Task statement: Each of the entries below is to be written out exactly, and the images skipped.

** Listed records follows **

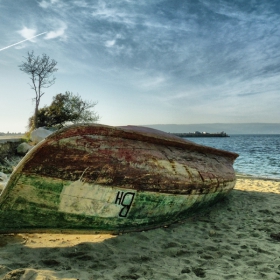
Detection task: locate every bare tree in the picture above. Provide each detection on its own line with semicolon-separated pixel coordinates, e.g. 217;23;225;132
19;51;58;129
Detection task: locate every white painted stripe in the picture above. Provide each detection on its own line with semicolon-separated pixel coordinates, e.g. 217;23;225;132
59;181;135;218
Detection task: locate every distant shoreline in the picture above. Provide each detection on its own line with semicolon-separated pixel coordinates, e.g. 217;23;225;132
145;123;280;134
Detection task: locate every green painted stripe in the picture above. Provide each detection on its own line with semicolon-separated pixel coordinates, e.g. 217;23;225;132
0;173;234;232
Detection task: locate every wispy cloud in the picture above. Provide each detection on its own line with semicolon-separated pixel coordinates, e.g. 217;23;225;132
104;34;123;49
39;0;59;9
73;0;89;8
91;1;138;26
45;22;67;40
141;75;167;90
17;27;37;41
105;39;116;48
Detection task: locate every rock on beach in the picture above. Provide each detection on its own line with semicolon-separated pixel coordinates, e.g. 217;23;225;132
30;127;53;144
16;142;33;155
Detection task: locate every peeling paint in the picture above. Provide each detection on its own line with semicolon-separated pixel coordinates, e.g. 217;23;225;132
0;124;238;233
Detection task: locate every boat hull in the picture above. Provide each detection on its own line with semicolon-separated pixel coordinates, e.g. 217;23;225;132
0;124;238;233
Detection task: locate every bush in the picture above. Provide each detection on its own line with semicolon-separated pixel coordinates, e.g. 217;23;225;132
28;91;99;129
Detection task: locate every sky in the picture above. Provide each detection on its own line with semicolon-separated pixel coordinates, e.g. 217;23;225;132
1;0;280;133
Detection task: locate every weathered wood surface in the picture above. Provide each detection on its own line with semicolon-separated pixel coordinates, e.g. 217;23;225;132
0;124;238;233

** End of Listed records **

Solution to the problem:
Detection task: locate every bare tree in the picture above. Provide each detection on its own line with semicolon-separated pixel coordinates, e.g. 217;23;225;132
19;51;58;129
Detection task: locate every white painted stripe in the picture above. Provide each detection on its own line with semicolon-separated pixel coordinates, e.g. 217;23;225;132
59;181;135;218
Detection task: locate every distant shoreline in the picture above. Provide each detection on its own line with semicolon-separated pixel coordinates, e.g. 217;23;225;132
145;123;280;134
Detection task: locate every green painted stripe in the picture above. Provide each detection on its own line with semicolon-separated pixel coordinates, e.g. 217;23;225;132
0;173;234;232
Detection task: locate every wispy cloud in the picture above. Provide each detection on its own line with semicolon-separated pixel coordinates, e.g. 217;23;225;132
104;34;123;49
39;0;59;9
73;0;89;8
91;1;138;26
45;22;67;40
141;75;167;90
17;27;37;41
105;39;116;48
Detection task: locate every rock on beach in the picture above. Provide each detection on its own line with semicolon-separated pixel coordinates, e.g. 217;23;225;132
30;127;53;144
16;142;33;155
Detection task: locate every peeling paint in the picture above. Provide each detection on its own line with semicolon-separated pixel coordinates, e.g. 217;23;225;132
0;124;238;233
Detection task: locate every boat hull in the picture above. Provide each detection on its own line with semicolon-separated pixel coordinates, e.g. 217;23;225;132
0;124;238;233
Detection task: locate every bush in the picture above. Provide each detection on its own line with semicolon-separated pixel coordinates, e.g. 217;23;225;132
28;91;99;129
Detection task: locate every sky in the picture above. Provide each detection on its own line with semicolon-separated pixel coordinates, e.g. 217;23;225;132
1;0;280;133
Detection task: locate every weathered wood surface in the picture above. Provide each detection on its own line with semicolon-separated pixel coordinates, e.g. 217;23;225;132
0;124;238;233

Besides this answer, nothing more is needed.